*EXERCISE OBJECTIVE*: The data below is to be retyped exactly, line by line.

*GIVEN RECORDS*:

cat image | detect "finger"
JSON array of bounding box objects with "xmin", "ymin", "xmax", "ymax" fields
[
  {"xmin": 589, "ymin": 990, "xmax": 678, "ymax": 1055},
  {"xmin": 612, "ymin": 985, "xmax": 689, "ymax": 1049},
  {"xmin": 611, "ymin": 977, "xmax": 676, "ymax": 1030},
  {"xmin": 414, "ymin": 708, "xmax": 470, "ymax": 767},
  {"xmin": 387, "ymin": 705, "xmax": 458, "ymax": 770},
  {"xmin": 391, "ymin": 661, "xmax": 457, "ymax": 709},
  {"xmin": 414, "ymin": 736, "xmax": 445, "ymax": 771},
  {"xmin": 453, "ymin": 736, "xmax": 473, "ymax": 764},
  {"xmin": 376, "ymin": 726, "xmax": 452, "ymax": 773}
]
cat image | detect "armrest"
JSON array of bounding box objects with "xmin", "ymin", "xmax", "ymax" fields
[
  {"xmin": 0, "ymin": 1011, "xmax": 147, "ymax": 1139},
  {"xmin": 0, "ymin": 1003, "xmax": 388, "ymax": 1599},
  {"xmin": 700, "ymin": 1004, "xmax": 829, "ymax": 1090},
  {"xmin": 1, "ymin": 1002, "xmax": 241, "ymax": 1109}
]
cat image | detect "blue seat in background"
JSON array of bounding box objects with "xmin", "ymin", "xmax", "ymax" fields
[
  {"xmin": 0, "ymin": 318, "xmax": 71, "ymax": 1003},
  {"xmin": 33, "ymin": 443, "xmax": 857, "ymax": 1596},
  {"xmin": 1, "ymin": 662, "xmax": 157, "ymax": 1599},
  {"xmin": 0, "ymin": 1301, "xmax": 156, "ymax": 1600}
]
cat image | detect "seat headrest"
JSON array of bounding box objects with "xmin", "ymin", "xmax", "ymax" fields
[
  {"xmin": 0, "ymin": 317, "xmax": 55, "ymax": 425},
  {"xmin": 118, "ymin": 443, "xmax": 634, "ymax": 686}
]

*FINAL ANSWER*:
cat image | detect "finger"
JSON array of bounding box objects with "xmin", "ymin", "xmax", "ymax" fields
[
  {"xmin": 589, "ymin": 990, "xmax": 678, "ymax": 1055},
  {"xmin": 612, "ymin": 985, "xmax": 689, "ymax": 1049},
  {"xmin": 611, "ymin": 977, "xmax": 676, "ymax": 1030},
  {"xmin": 414, "ymin": 708, "xmax": 470, "ymax": 767},
  {"xmin": 387, "ymin": 705, "xmax": 458, "ymax": 770},
  {"xmin": 391, "ymin": 661, "xmax": 457, "ymax": 709},
  {"xmin": 414, "ymin": 736, "xmax": 445, "ymax": 771},
  {"xmin": 453, "ymin": 736, "xmax": 473, "ymax": 764},
  {"xmin": 376, "ymin": 726, "xmax": 452, "ymax": 773}
]
cat image | detect "armrest"
JSON array of bounding box objects with "xmin", "ymin", "xmax", "ymax" fields
[
  {"xmin": 0, "ymin": 1011, "xmax": 147, "ymax": 1139},
  {"xmin": 0, "ymin": 1003, "xmax": 388, "ymax": 1599},
  {"xmin": 700, "ymin": 1004, "xmax": 829, "ymax": 1090},
  {"xmin": 1, "ymin": 1002, "xmax": 241, "ymax": 1109}
]
cat image | detect "blue seat in background"
JSON array of bounding box objects with "xmin", "ymin", "xmax", "ymax" fields
[
  {"xmin": 0, "ymin": 318, "xmax": 71, "ymax": 1003},
  {"xmin": 33, "ymin": 443, "xmax": 857, "ymax": 1596},
  {"xmin": 1, "ymin": 662, "xmax": 157, "ymax": 1599},
  {"xmin": 0, "ymin": 1301, "xmax": 156, "ymax": 1600}
]
cat image | detect "seat headrest"
JSON array of bounding box objects with "xmin", "ymin", "xmax", "ymax" fields
[
  {"xmin": 0, "ymin": 317, "xmax": 55, "ymax": 425},
  {"xmin": 118, "ymin": 443, "xmax": 634, "ymax": 686}
]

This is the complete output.